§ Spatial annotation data

## Start

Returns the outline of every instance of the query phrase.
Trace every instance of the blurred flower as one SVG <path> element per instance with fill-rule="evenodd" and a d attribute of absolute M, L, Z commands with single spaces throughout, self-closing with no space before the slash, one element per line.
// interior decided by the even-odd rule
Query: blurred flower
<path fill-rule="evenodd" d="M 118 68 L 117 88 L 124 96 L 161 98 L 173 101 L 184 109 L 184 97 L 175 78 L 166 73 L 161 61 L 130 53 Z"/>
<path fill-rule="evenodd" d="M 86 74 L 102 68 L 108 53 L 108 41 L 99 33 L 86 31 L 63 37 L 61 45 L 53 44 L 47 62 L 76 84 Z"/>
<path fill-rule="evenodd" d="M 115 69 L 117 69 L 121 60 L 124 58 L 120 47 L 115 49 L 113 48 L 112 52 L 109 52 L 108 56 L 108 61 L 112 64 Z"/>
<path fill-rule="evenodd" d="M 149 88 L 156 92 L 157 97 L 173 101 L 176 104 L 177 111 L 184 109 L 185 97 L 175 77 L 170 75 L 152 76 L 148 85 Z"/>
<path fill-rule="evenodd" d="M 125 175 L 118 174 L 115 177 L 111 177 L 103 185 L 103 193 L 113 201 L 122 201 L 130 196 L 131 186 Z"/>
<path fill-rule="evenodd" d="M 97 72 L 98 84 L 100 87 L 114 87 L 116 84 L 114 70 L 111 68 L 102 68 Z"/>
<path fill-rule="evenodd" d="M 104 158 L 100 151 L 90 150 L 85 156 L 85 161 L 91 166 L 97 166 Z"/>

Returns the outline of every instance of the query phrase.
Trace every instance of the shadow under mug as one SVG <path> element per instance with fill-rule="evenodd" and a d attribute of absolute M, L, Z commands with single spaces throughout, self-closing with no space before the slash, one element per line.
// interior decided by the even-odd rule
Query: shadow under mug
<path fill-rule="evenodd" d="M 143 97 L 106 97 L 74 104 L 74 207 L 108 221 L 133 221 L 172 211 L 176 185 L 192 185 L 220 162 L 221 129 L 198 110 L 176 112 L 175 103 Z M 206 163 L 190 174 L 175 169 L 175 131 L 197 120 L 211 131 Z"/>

## End

§ Task
Convert the data from its first line through the line containing "104 158 L 100", inclusive, into a JSON list of strings with one string per line, leaving out any blank lines.

§ Output of the task
[
  "Returns the outline of every instance of the query phrase.",
  "Trace every instance of the blurred flower as one SVG <path> element per instance with fill-rule=\"evenodd\" and a d attribute of absolute M, L, Z commands with single spaces throughout, self-closing with no space before the slash, one element per line.",
  "// interior decided by the even-odd rule",
  "Query: blurred flower",
  "<path fill-rule=\"evenodd\" d=\"M 118 68 L 117 88 L 124 96 L 161 98 L 173 101 L 184 109 L 184 97 L 175 78 L 166 73 L 161 61 L 130 53 Z\"/>",
  "<path fill-rule=\"evenodd\" d=\"M 86 74 L 102 68 L 108 53 L 108 41 L 99 33 L 86 31 L 63 37 L 61 45 L 53 44 L 47 62 L 76 84 Z\"/>",
  "<path fill-rule=\"evenodd\" d=\"M 115 69 L 117 69 L 121 60 L 124 58 L 120 47 L 115 49 L 113 48 L 112 52 L 109 52 L 108 56 L 108 61 L 112 64 Z\"/>",
  "<path fill-rule=\"evenodd\" d=\"M 149 88 L 156 92 L 157 97 L 173 101 L 176 104 L 177 111 L 184 109 L 185 97 L 175 77 L 170 75 L 152 76 L 148 85 Z\"/>",
  "<path fill-rule=\"evenodd\" d=\"M 125 175 L 118 174 L 115 177 L 111 177 L 103 185 L 103 193 L 113 201 L 122 201 L 130 196 L 131 186 Z\"/>",
  "<path fill-rule=\"evenodd\" d=\"M 97 72 L 98 84 L 100 87 L 114 87 L 116 84 L 114 70 L 111 68 L 102 68 Z\"/>",
  "<path fill-rule=\"evenodd\" d=\"M 104 158 L 100 151 L 90 150 L 85 156 L 85 161 L 91 166 L 97 166 Z\"/>"
]